- **GIVEN TASK**: List each line in the records below that contains the string "banner", copying every such line in full.

[Rows from a box labeling dataset]
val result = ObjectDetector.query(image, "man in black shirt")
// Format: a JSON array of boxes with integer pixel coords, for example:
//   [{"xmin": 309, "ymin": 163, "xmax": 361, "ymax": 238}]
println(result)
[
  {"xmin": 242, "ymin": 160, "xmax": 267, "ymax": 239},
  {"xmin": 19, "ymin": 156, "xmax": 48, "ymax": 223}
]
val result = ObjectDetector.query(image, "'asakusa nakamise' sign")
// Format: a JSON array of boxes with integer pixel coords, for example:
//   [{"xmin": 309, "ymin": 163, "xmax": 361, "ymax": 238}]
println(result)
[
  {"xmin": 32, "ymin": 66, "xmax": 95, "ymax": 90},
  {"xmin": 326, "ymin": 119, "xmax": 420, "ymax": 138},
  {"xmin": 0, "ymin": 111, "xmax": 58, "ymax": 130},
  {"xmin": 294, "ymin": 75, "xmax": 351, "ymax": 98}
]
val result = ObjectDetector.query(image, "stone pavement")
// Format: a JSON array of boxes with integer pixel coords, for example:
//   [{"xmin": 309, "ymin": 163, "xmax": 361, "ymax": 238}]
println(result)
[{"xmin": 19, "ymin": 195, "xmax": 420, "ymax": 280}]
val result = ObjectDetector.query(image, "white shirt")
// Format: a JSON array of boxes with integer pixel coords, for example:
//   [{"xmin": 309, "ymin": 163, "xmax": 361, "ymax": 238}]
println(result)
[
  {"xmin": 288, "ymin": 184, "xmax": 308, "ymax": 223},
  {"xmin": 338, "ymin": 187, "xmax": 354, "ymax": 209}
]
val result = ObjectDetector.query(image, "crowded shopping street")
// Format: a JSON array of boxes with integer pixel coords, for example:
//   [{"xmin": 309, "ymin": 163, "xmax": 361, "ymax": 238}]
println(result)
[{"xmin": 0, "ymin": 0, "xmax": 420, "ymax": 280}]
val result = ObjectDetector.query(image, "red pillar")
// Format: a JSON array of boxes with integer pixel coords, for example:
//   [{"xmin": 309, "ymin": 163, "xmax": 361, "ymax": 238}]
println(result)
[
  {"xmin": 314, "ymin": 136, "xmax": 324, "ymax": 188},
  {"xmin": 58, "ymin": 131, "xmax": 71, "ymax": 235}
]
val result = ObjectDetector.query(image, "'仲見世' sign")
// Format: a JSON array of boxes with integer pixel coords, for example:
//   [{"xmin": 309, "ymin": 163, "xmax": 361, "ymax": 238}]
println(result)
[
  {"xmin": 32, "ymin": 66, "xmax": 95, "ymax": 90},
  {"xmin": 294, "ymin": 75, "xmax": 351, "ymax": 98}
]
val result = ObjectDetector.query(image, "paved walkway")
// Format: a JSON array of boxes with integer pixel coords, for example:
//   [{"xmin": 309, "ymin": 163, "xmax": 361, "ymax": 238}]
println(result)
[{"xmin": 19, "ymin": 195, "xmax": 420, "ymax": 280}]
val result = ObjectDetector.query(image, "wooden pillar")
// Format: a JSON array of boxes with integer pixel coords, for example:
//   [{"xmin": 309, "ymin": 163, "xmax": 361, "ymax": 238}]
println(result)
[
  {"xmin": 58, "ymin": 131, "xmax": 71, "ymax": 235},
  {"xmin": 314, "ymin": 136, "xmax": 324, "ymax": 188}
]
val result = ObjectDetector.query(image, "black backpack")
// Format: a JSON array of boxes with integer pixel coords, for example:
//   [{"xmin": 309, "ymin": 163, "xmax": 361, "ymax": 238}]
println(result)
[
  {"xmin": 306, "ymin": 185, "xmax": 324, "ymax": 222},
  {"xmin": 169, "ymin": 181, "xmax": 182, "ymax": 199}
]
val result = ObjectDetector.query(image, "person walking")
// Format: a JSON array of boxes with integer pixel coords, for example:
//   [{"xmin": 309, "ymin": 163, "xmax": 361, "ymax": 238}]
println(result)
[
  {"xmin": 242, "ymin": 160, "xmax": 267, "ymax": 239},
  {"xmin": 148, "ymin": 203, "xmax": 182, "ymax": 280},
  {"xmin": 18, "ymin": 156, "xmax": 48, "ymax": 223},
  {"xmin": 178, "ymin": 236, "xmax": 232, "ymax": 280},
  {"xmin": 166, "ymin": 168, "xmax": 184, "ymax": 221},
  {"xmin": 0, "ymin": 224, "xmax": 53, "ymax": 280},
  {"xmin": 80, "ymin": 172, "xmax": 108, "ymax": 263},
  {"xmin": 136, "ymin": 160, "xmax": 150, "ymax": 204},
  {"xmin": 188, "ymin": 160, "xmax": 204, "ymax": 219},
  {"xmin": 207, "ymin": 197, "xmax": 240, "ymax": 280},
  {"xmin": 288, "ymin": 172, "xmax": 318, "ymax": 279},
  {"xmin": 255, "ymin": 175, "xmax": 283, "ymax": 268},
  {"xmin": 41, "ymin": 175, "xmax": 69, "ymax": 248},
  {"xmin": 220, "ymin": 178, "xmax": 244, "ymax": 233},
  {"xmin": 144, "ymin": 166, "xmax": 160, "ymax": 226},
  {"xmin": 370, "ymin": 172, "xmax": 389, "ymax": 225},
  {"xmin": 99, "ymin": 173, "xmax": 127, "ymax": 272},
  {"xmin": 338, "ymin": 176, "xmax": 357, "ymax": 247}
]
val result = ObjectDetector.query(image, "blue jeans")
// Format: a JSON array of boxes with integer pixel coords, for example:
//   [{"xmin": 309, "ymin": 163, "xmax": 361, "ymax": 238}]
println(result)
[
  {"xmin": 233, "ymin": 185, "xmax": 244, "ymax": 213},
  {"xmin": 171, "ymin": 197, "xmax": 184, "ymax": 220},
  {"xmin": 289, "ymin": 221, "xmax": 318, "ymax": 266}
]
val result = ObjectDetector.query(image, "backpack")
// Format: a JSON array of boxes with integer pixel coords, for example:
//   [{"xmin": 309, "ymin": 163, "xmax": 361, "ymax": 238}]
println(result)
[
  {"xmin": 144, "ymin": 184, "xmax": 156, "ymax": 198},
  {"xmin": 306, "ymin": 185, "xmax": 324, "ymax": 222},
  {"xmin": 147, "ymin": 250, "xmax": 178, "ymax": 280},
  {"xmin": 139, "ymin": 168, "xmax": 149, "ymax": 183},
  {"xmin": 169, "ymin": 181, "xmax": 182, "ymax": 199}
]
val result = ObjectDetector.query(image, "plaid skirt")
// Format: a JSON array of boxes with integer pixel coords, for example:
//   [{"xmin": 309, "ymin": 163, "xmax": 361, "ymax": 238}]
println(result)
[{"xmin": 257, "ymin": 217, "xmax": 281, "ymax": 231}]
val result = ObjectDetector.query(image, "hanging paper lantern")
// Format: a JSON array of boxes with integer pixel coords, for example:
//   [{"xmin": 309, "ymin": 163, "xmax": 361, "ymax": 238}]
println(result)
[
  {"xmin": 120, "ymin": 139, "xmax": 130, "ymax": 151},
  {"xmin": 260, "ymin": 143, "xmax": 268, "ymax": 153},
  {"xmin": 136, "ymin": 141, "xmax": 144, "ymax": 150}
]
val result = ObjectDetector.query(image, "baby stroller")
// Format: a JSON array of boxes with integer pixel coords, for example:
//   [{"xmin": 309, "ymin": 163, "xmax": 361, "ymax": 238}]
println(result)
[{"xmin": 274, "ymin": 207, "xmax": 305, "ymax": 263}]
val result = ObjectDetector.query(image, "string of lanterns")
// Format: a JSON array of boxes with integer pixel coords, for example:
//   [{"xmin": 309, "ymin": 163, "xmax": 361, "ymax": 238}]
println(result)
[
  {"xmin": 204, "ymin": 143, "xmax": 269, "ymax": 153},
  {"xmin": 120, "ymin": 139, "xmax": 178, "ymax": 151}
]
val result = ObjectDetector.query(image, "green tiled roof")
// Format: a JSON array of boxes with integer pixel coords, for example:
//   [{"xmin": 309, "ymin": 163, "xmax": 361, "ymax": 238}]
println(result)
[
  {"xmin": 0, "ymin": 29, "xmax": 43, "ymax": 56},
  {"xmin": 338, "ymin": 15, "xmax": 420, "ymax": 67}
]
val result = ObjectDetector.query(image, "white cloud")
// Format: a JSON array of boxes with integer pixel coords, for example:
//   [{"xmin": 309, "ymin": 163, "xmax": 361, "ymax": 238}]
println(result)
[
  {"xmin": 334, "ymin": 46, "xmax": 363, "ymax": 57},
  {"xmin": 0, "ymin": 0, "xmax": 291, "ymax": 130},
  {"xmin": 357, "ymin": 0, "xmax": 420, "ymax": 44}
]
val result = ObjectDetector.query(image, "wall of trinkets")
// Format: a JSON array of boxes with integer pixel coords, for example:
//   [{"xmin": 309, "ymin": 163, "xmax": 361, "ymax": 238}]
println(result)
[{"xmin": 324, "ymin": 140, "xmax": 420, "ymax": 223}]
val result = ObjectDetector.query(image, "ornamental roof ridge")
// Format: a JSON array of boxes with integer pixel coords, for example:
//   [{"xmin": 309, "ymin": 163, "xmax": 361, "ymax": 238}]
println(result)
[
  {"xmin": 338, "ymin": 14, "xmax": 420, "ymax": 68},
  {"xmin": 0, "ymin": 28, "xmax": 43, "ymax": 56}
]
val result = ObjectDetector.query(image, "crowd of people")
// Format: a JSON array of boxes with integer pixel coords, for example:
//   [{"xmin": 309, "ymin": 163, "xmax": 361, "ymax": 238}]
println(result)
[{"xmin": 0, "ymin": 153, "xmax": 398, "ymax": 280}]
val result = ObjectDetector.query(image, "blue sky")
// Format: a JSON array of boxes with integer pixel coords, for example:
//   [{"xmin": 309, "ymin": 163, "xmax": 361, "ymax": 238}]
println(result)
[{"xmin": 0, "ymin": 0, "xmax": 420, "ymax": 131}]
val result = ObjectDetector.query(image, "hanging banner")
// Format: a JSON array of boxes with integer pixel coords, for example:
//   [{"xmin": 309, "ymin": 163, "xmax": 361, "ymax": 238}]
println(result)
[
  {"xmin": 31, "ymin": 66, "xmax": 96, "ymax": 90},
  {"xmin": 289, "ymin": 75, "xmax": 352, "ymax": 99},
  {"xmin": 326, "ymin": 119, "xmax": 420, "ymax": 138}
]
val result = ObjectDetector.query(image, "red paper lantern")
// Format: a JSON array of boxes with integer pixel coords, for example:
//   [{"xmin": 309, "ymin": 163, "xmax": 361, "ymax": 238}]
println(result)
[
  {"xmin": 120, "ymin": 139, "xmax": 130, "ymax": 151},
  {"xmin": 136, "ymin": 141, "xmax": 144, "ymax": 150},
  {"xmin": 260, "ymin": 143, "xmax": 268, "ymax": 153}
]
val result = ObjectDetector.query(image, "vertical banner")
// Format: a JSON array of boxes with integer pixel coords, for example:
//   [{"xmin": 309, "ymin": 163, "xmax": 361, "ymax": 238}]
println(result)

- **RESPONSE TO THE EXERCISE**:
val result = ObjectDetector.query(image, "hanging banner")
val result = ObjectDetector.query(image, "vertical banner")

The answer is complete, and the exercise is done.